### Data for the task
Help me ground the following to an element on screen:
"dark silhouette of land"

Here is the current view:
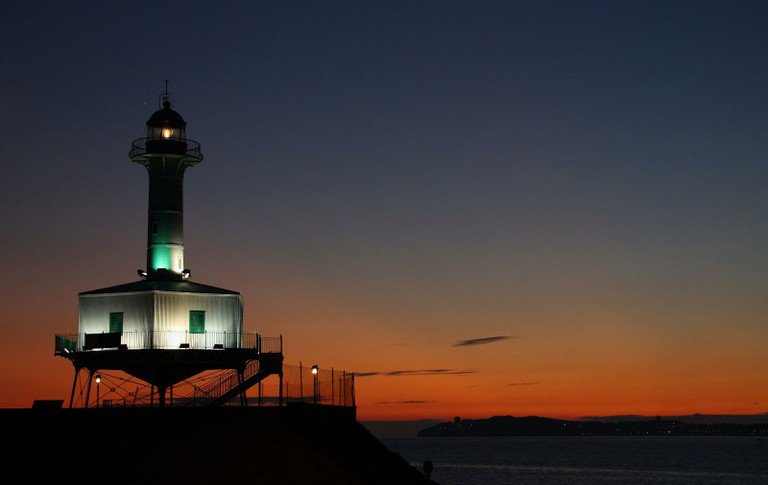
[0,405,430,484]
[418,416,768,437]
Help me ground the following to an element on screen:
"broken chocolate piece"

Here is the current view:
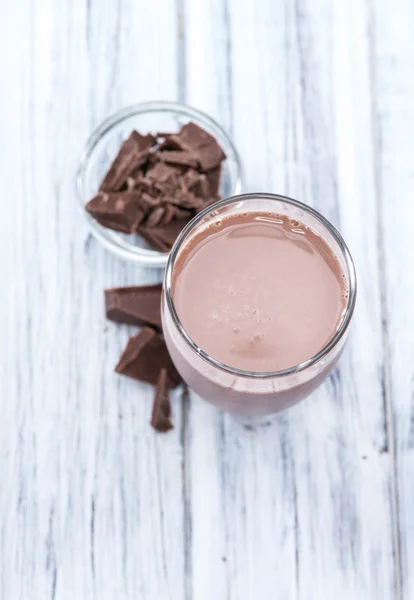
[138,218,191,252]
[206,166,221,197]
[145,206,165,229]
[105,284,162,331]
[146,162,179,182]
[99,131,155,192]
[177,122,216,151]
[151,369,173,433]
[196,140,226,172]
[86,191,145,233]
[86,123,225,252]
[158,150,198,169]
[115,327,181,387]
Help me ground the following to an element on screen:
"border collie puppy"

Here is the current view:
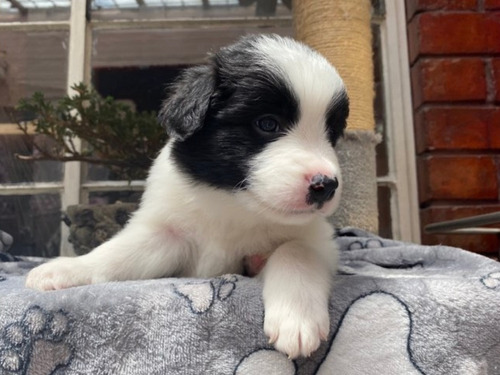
[26,35,349,358]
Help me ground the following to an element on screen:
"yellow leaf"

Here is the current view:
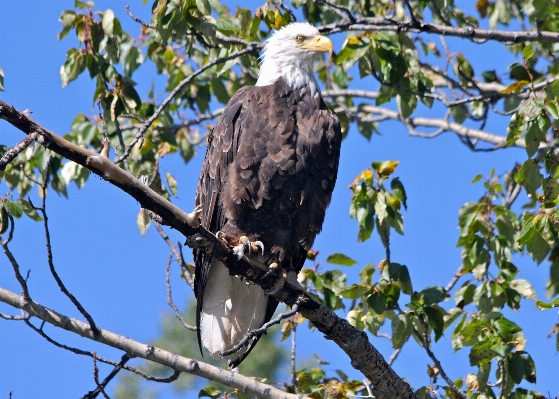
[348,168,373,189]
[499,80,530,94]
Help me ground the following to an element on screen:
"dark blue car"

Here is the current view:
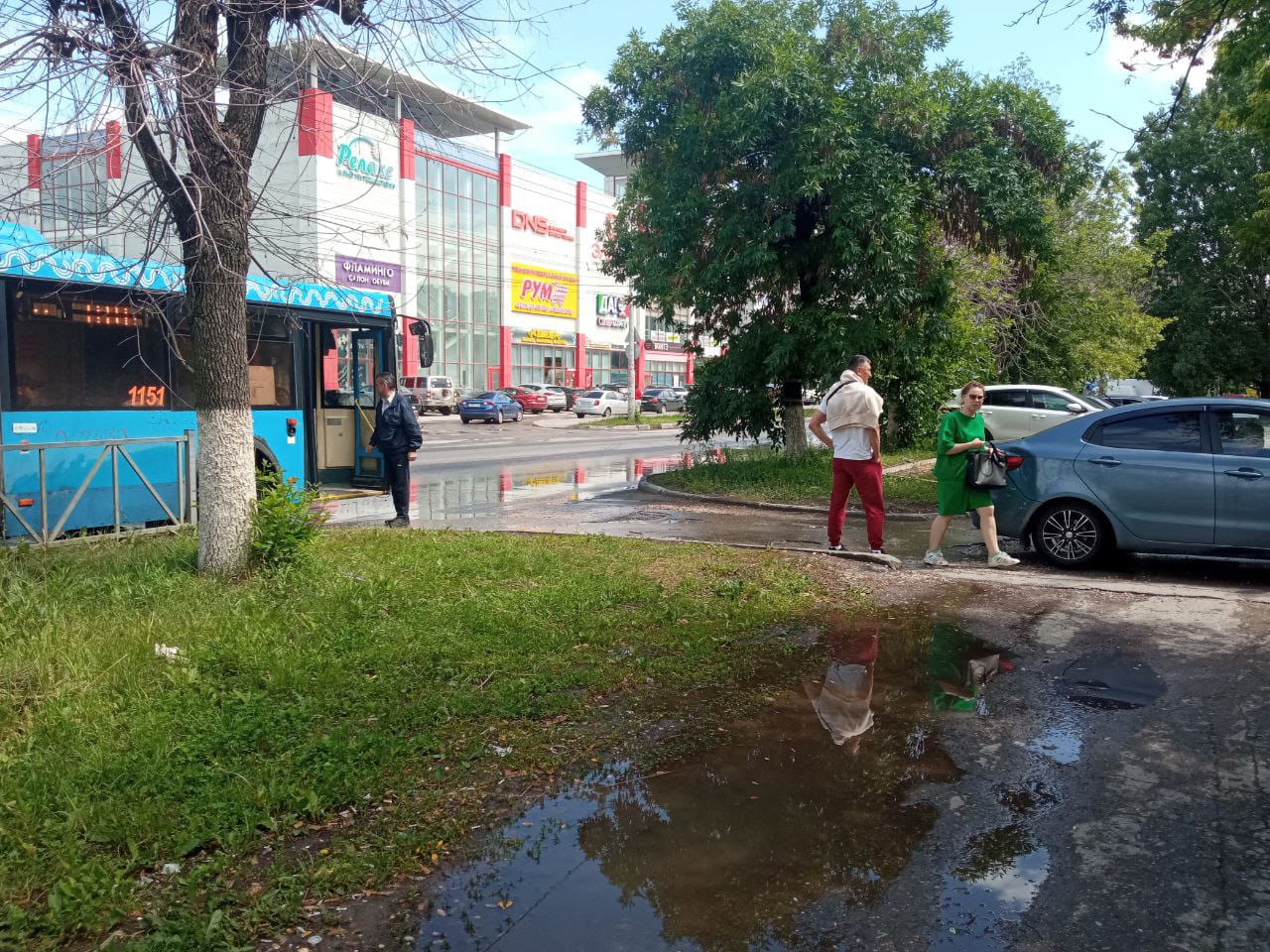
[993,398,1270,568]
[458,390,525,424]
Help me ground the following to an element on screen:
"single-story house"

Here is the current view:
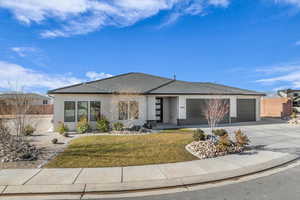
[48,72,265,130]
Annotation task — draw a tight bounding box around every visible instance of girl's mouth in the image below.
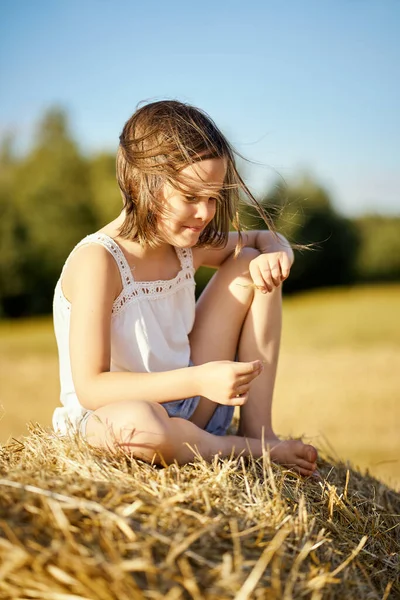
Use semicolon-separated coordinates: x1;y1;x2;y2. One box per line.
184;225;203;233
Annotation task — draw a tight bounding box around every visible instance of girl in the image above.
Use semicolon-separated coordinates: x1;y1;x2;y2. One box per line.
53;101;317;475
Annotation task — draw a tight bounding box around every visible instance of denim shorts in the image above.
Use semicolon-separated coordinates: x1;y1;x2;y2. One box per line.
77;396;235;439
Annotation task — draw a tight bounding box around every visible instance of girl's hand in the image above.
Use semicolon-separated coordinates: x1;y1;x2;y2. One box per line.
249;250;293;294
196;360;263;406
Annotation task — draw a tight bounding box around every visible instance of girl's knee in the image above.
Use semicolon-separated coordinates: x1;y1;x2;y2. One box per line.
222;247;260;274
86;401;171;464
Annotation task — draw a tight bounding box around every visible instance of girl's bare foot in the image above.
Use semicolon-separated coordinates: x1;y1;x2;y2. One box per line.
265;437;318;476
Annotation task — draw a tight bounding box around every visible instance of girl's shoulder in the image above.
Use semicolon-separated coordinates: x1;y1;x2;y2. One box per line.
60;236;122;302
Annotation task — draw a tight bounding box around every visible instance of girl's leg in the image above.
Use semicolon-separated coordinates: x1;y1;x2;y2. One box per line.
190;248;317;470
85;401;270;464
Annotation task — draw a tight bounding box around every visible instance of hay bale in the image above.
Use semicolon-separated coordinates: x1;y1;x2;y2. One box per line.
0;424;400;600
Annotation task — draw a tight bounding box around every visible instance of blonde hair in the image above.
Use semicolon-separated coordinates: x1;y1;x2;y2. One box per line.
116;100;273;252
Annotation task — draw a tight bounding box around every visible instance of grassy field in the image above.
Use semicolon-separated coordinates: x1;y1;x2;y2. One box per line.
0;285;400;490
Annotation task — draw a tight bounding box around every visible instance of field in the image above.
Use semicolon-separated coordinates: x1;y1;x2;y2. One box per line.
0;286;400;600
0;285;400;490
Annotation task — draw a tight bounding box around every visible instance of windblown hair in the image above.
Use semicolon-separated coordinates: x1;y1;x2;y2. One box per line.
116;100;273;253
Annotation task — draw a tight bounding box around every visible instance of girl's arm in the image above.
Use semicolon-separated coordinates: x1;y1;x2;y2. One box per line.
193;230;294;293
63;244;256;410
193;230;294;269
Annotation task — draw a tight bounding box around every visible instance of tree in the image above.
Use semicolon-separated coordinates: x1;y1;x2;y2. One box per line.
243;175;358;292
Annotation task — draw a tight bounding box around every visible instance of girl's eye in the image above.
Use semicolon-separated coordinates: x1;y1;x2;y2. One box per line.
186;196;217;202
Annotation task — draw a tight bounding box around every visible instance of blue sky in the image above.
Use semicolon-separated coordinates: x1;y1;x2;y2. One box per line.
0;0;400;215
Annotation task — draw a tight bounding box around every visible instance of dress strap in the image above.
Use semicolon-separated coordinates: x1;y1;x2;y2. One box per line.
175;246;193;271
64;232;133;287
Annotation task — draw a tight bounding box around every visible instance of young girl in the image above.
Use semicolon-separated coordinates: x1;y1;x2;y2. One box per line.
53;101;317;475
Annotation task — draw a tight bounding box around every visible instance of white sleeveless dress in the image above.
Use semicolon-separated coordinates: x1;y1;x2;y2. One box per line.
53;232;234;435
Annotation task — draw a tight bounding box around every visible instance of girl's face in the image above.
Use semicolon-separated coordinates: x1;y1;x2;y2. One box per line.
159;158;228;248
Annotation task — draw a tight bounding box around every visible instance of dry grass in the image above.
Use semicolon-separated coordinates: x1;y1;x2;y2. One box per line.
0;286;400;600
0;426;400;600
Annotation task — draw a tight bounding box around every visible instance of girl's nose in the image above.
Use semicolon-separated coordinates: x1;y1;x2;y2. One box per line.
196;200;215;221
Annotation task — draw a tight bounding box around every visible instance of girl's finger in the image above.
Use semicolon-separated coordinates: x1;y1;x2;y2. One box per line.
279;253;291;281
230;392;249;406
235;385;250;396
249;262;265;291
271;262;282;287
261;263;274;292
235;360;263;379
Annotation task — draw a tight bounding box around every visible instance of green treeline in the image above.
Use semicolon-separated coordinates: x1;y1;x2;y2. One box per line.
0;109;400;317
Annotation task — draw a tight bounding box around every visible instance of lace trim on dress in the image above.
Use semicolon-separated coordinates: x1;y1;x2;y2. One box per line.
57;233;195;317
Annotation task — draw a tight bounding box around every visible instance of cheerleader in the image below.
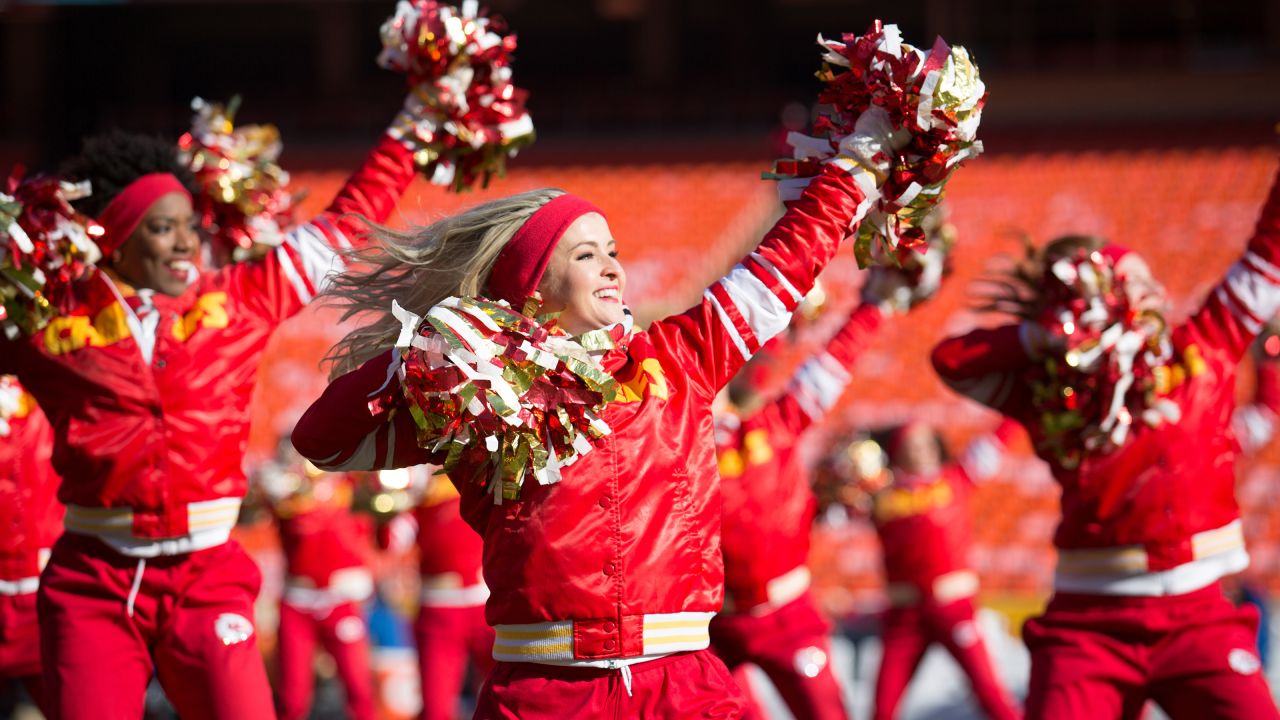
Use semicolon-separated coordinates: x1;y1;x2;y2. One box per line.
710;249;942;720
379;466;494;720
253;439;378;720
0;375;63;715
933;158;1280;719
293;119;893;720
0;88;415;719
855;421;1019;720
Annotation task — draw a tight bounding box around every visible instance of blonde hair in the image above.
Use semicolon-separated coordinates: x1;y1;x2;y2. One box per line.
320;188;564;379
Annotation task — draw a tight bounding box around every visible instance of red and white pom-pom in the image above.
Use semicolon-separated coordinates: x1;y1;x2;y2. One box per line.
1028;251;1180;468
765;20;987;266
178;96;296;259
393;297;618;502
378;0;534;191
0;173;102;338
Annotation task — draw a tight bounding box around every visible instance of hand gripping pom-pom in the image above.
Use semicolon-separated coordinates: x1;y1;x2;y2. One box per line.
178;96;296;260
1028;251;1185;469
0;172;102;338
765;20;987;266
378;0;534;191
393;297;618;502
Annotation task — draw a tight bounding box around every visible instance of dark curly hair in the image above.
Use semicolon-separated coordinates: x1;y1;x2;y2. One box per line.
60;129;198;218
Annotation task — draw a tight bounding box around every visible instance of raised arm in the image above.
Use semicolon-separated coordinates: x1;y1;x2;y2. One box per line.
650;161;879;396
1188;154;1280;366
956;418;1024;483
293;350;443;471
759;302;886;436
232;102;415;322
932;324;1032;418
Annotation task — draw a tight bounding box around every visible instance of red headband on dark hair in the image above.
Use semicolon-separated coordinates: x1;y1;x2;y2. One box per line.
97;173;191;255
489;193;604;303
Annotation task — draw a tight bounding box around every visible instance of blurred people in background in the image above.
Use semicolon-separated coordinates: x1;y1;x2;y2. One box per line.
0;75;415;720
933;158;1280;719
818;421;1020;720
0;375;63;715
378;465;494;720
252;438;376;720
710;243;945;720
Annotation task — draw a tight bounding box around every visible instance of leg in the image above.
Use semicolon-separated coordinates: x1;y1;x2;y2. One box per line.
155;541;275;720
413;607;476;720
1023;615;1147;720
753;594;849;720
275;602;317;720
1152;600;1280;720
938;600;1019;720
0;592;50;716
320;602;378;720
730;662;768;720
37;534;154;720
872;607;929;720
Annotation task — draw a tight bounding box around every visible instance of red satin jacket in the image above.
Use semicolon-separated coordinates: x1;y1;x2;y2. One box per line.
933;162;1280;596
0;136;415;555
271;477;372;589
716;304;883;612
870;421;1019;601
0;377;63;579
293;167;874;659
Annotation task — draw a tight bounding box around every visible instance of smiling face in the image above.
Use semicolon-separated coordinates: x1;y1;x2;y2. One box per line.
538;213;627;334
111;192;200;296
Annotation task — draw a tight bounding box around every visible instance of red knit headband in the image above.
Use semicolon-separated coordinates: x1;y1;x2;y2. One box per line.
489;193;604;303
97;173;191;255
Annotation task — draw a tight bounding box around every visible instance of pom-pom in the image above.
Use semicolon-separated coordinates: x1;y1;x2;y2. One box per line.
765;20;987;266
378;0;534;191
1028;250;1172;469
0;172;102;340
393;297;618;502
178;96;296;260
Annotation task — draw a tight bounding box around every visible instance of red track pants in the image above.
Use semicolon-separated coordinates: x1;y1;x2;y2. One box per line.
1023;583;1280;720
475;650;744;720
38;533;275;720
413;605;494;720
0;592;49;715
873;598;1018;720
276;602;378;720
710;592;847;720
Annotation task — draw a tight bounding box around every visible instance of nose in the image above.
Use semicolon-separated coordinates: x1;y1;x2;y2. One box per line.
600;255;622;281
173;223;200;252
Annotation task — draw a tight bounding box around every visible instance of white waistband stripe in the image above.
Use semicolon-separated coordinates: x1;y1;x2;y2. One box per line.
493;612;714;664
63;497;241;557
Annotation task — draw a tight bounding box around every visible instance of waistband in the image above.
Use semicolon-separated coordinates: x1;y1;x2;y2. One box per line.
419;573;489;607
493;612;716;666
280;568;374;610
884;570;978;607
0;575;40;597
63;497;241;557
724;565;813;615
1053;519;1249;597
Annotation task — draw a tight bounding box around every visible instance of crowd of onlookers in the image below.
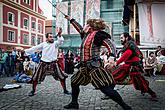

### Task requirements
Write out the items from their first line up to and including the line with "[418,416,768,437]", and leave the pictures out of your copy.

### Written solution
Help me ground the following to an element on screen:
"dark silhouette of land"

Here is the current view:
[0,405,430,484]
[418,416,768,437]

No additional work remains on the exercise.